*Exercise aim*
Once the pictures are removed, output the remaining entries exactly as given.

*Stored data*
=== Begin Enclosure ===

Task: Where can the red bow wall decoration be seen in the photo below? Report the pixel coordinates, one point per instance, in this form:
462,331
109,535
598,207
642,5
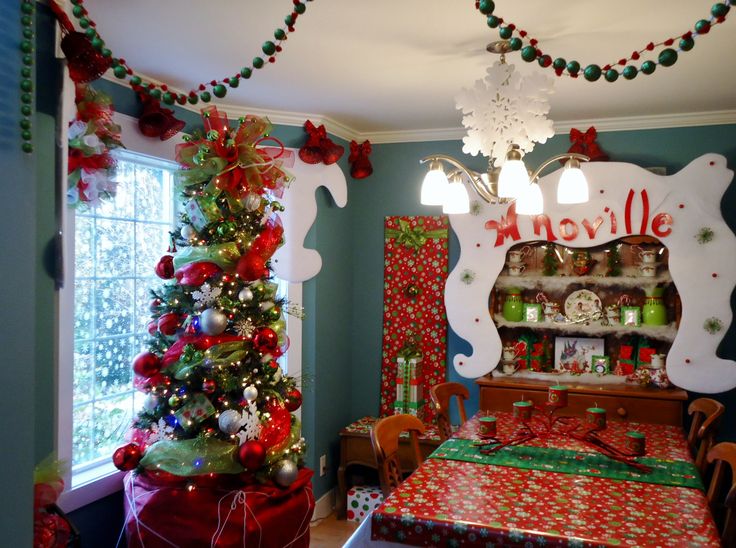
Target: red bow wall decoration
584,143
360,167
319,147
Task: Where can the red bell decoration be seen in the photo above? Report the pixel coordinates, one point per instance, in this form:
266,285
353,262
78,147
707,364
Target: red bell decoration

=== End Enclosure ===

*Solution below*
Task: Where can the red bow wall decoration be seen in the photo below? Report the pixel coordinates, one point per instance, in this form:
462,331
109,535
598,207
642,5
Target: red bow wall decoration
584,143
360,167
319,147
Task: Where can the red bell decoration be seen in the photo above? Report the pixel coordinates, one point per instance, in this form:
266,285
353,262
78,147
707,364
Target: red bell decoration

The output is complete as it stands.